__DIRECTIONS FOR THIS TASK__. Copy the records from their first line through the line containing "<point>47,593</point>", inclusive, with every line reproduced. Shift each coordinate in the answer points up by 76, and leave the sample points within the requests unchanged.

(Pointing dataset records)
-=-=-=-=-

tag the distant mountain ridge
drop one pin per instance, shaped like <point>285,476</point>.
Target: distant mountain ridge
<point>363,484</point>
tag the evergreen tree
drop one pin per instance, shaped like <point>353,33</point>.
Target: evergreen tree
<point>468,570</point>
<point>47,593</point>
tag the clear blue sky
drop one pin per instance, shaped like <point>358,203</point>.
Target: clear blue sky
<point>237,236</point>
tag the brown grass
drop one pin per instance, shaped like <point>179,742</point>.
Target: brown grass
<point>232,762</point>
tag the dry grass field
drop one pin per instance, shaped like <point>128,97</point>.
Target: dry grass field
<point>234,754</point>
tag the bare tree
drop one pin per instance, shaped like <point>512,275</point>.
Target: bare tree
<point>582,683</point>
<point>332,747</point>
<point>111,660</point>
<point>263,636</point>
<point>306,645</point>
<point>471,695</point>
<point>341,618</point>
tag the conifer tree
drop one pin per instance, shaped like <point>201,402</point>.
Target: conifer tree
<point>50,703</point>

-=-=-=-=-

__EXERCISE RESULT__.
tag the distant mountain ridge
drop one pin per instance, shaped like <point>285,476</point>.
Target: distant mountain ridge
<point>439,560</point>
tag the evergreen tree
drop one pin per instance, shaped like <point>353,33</point>.
Target: evergreen tree
<point>544,646</point>
<point>123,669</point>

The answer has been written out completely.